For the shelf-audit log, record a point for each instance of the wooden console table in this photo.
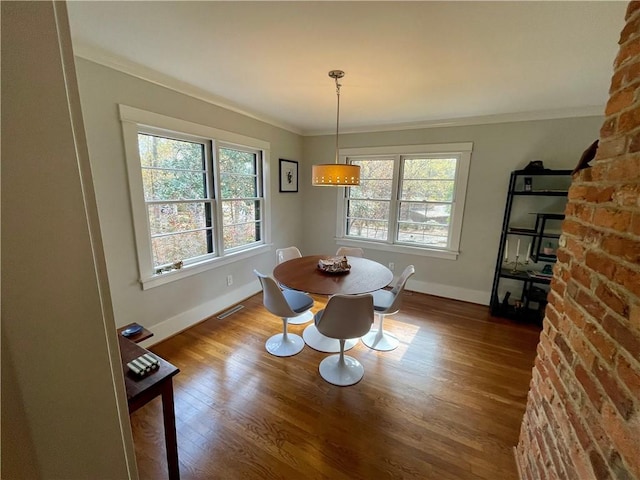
(141, 390)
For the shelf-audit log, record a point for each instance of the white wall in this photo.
(497, 150)
(64, 409)
(169, 308)
(308, 218)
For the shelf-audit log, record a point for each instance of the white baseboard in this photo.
(182, 321)
(467, 295)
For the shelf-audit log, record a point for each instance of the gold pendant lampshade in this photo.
(335, 174)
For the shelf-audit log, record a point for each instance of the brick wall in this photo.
(582, 419)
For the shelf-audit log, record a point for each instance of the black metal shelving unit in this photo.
(531, 286)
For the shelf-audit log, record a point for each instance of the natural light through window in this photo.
(410, 197)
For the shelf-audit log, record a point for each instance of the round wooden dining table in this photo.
(304, 275)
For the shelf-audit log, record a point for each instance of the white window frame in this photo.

## REQUIRED TASK
In the entries above, find the line containing "white wall in this photo.". Set down that line and every line after it through the last one, exactly and alone.

## WORKED ANSWER
For the shelf-audit log, record a point for each instance of the white wall in this photo.
(497, 150)
(64, 409)
(169, 308)
(308, 218)
For the shelf-audit log, record a point for each instance of the white baseboard in this photo.
(182, 321)
(467, 295)
For the shelf-audit log, record a point for each instance of the gold pendant lampshade in this photo.
(335, 174)
For the shelf-audit log, record a point for each instance of the brick wall in this photo.
(582, 419)
For the shelf-audit log, record a point for each instance of the black metal shelving unit in this photo.
(531, 286)
For the shelf-audit log, record a point for each instance of the natural light through window in this photo.
(410, 197)
For the shelf-audit log, record a point for each instance of the round wooden dining table in this photo.
(304, 275)
For the shelf-audit log, record a point for each instance of the white window frame in this photo.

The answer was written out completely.